Output exactly, please, the lines of the records below from the one containing "the front door" through the final line.

-- START --

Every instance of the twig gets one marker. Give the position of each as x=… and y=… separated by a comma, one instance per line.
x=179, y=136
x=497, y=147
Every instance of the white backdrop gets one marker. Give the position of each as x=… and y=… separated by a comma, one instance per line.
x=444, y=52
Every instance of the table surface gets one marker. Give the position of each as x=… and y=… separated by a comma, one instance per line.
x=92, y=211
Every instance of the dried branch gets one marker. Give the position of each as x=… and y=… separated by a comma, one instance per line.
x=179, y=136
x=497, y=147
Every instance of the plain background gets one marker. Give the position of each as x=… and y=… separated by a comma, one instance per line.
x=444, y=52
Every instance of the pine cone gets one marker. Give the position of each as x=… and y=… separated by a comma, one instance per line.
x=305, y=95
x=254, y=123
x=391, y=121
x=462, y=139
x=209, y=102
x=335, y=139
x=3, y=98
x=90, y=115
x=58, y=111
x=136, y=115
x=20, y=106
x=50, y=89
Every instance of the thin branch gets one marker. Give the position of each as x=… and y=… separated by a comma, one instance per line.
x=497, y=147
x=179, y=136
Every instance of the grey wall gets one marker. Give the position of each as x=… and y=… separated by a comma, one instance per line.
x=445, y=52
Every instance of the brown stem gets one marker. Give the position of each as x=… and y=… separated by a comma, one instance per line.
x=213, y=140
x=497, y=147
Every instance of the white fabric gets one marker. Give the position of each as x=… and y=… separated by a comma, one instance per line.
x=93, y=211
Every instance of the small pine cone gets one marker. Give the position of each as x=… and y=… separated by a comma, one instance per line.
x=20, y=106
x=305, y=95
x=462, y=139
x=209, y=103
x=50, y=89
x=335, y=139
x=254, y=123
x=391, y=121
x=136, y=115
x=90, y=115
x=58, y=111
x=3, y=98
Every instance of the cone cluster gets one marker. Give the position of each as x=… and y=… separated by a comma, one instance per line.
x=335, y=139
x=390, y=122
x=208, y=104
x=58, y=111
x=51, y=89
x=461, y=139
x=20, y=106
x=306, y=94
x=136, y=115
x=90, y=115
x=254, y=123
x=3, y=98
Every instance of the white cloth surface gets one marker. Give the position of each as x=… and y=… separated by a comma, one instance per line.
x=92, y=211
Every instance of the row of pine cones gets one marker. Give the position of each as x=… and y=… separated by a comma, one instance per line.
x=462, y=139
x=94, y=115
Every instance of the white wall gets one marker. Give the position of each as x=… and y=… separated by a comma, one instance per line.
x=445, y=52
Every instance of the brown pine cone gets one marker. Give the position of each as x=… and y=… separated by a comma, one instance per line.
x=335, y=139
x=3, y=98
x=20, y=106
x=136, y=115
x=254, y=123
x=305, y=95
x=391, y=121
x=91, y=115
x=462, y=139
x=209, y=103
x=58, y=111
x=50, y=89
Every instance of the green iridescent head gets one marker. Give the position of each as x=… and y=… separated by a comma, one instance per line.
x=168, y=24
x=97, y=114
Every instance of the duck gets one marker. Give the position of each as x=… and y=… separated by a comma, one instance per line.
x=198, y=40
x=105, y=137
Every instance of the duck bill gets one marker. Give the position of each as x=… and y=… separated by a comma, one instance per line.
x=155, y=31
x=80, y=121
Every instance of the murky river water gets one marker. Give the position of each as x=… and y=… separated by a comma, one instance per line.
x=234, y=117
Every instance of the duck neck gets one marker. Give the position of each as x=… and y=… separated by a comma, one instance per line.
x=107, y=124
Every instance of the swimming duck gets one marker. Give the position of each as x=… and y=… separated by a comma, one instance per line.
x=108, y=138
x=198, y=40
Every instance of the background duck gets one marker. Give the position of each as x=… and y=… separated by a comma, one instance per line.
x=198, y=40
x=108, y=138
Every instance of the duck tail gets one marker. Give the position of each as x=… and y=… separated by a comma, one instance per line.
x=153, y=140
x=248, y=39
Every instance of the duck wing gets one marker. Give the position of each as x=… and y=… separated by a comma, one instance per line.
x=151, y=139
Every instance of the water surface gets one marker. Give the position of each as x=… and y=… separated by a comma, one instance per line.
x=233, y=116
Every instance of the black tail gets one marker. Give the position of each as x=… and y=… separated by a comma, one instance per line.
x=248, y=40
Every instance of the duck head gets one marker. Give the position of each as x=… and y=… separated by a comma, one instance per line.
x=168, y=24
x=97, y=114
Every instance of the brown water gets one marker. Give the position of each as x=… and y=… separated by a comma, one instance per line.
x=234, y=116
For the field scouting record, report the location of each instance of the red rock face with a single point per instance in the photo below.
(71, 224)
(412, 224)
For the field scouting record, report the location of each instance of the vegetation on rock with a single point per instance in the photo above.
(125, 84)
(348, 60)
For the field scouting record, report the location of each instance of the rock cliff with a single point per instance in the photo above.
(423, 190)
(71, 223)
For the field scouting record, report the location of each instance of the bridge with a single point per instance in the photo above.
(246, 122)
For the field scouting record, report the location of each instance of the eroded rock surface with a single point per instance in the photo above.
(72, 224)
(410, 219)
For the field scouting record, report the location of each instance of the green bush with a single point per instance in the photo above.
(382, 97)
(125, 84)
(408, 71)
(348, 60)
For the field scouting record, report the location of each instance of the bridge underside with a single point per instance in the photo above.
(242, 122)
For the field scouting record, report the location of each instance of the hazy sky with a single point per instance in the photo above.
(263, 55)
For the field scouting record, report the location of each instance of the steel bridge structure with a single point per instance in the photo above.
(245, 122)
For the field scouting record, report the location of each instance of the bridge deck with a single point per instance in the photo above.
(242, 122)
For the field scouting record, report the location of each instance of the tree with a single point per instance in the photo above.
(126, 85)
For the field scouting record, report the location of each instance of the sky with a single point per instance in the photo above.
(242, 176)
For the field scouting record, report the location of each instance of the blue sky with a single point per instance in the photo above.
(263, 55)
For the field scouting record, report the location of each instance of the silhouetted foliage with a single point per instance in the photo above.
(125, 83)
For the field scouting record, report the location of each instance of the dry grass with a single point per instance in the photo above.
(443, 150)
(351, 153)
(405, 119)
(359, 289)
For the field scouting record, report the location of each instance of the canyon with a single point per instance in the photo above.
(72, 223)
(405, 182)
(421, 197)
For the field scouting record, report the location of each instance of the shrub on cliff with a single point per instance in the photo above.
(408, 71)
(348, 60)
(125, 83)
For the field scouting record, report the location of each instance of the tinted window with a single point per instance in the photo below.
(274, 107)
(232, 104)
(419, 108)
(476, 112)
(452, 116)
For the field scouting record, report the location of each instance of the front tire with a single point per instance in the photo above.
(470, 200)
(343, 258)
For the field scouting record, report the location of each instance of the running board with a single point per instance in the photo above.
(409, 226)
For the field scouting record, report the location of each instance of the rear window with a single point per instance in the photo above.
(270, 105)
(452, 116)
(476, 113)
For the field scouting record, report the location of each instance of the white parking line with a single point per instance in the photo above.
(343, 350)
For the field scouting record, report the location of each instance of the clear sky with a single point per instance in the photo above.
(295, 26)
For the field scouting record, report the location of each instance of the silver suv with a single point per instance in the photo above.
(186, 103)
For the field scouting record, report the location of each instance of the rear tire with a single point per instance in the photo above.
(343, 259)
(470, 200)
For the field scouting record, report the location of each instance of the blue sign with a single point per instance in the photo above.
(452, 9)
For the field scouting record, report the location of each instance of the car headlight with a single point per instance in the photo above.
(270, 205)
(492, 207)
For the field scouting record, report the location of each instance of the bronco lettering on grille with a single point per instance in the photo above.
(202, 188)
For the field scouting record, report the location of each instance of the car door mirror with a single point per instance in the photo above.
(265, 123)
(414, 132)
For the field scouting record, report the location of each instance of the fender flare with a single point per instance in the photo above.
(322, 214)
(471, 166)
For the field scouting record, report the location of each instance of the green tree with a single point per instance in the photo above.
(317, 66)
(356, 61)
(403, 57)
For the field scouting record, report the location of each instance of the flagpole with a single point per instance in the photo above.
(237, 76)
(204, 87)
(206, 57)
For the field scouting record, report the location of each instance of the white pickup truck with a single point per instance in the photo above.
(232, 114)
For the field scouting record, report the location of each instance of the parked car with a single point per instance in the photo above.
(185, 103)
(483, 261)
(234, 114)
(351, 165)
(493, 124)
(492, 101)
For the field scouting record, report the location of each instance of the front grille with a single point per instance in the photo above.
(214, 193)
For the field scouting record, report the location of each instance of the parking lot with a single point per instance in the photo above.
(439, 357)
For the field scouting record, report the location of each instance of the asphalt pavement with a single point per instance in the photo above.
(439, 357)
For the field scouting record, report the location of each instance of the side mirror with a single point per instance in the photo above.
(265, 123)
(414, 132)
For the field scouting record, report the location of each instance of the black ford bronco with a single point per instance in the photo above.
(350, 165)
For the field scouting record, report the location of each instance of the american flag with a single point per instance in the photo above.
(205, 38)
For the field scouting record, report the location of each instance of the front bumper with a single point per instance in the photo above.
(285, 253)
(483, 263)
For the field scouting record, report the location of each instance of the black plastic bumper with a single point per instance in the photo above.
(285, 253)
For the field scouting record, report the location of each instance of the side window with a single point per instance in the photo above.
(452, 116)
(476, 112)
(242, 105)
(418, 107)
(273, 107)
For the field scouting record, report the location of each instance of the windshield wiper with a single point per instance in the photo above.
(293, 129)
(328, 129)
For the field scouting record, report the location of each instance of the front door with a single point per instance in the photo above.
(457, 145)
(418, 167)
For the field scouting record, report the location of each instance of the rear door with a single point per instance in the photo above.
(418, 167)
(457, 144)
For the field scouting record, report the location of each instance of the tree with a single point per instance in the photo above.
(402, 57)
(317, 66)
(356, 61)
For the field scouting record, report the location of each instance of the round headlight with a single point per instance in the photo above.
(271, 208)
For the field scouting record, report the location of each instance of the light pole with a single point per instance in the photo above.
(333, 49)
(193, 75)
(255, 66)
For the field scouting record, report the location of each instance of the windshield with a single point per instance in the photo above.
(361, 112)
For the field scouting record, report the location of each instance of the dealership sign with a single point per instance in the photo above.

-- END --

__Full output__
For the field scouting record, report the location of each instance of the front door with a single point per instance in the photo above.
(457, 145)
(418, 167)
For the field scouting record, report the location of each instance of the rear door with a single point per instance in the photo above.
(418, 167)
(457, 144)
For the field scouting record, report the location of each instance of the tree with a single point per instance in the photo above.
(402, 57)
(317, 66)
(356, 61)
For the field scouting record, report the location of each instance of the round headlight with a single point per instance in the photo above.
(271, 208)
For the field scouting record, report the location of each instance of the light pole with a single point per instance in the photo above.
(333, 49)
(193, 75)
(255, 66)
For the field scouting record, report the location of each instance of the windshield with a single point per instance in the photo above.
(361, 112)
For the field scouting record, report the location of each instance of the dealership sign with a single point per instance in the photo above.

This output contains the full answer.